* Instruction *
Reproduce the listing below verbatim, line by line, from beginning to end.

* Given data *
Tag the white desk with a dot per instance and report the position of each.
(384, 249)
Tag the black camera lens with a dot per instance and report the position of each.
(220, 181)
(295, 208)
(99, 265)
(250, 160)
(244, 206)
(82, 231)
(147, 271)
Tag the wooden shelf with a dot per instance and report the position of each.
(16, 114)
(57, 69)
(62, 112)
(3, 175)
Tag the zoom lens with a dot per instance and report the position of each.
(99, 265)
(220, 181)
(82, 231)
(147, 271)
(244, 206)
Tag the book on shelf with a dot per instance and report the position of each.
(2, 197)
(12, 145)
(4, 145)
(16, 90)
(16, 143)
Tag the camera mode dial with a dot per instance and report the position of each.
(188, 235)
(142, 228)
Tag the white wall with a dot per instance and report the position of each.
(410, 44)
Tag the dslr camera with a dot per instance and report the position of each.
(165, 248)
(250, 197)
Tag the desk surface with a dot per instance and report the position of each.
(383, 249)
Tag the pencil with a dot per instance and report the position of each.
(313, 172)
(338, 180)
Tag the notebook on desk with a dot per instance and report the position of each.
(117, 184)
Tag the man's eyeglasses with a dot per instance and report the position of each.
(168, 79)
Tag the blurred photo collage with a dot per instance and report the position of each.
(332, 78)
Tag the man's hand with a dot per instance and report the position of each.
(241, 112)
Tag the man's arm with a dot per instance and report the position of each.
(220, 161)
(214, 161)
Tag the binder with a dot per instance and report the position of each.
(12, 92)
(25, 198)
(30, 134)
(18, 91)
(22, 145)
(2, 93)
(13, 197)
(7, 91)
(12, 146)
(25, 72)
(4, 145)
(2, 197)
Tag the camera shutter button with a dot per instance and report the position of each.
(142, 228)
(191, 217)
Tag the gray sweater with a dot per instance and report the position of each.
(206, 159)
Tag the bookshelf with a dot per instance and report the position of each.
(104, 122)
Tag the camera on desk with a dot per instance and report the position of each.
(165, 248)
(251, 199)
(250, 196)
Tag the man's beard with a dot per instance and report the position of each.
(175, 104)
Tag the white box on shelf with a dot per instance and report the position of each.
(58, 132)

* Written response *
Tag the white desk with a dot per instance and report the position of each.
(384, 249)
Tag the black camera lens with a dot per instance and report the position of each.
(220, 181)
(295, 208)
(99, 265)
(250, 160)
(244, 206)
(82, 231)
(147, 271)
Tag the wooden shelf with a dot per instance and report the position of each.
(16, 114)
(57, 69)
(62, 112)
(3, 175)
Tag the zoom lens with a dot per instance and report the position of each.
(99, 265)
(220, 181)
(82, 231)
(147, 271)
(244, 206)
Tag the book on shelf with a dot per instance and report the position of each.
(2, 197)
(12, 145)
(4, 145)
(16, 90)
(16, 143)
Tag the camera mode dial with a dot per instance and report the position of each.
(188, 235)
(142, 228)
Tag the white wall with a dot per instance and report the position of each.
(410, 44)
Tag the dslr camera with a dot per instance and report the position of each.
(165, 248)
(250, 197)
Tag the desk surface with a dot per instance and report the position of each.
(383, 249)
Tag the pencil with a dot per instance and report the position of each.
(313, 172)
(338, 180)
Tag the notebook on desk with a dot per instance and report the position of each.
(117, 184)
Tag the man's eyeglasses with a dot per instance and report the position of each.
(168, 79)
Tag the blurred photo collage with a dot per instance and report the position of each.
(332, 78)
Tag the man's hand with a dot per instance and report the position of each.
(241, 112)
Tag the man's arm with a dot per instance and report the position of each.
(220, 161)
(214, 161)
Tag the binder with a dot per instance and report the position of each.
(12, 92)
(25, 198)
(30, 134)
(18, 91)
(22, 145)
(2, 93)
(13, 197)
(7, 91)
(12, 146)
(25, 72)
(4, 145)
(2, 197)
Tag the camera shutter button with a dot per instance and report the position of each.
(142, 228)
(191, 217)
Tag the gray sweater with a dot per instance and report the position of each.
(206, 159)
Tag the bookshelf with a dot per instance and report the position of each.
(104, 122)
Tag the camera on desk with a dot per instance and report the position of each.
(165, 248)
(251, 199)
(250, 196)
Tag the man's beard with a dot per instance and report the position of each.
(175, 104)
Tag the white box on shelf with a dot per instance and report the position of each.
(58, 132)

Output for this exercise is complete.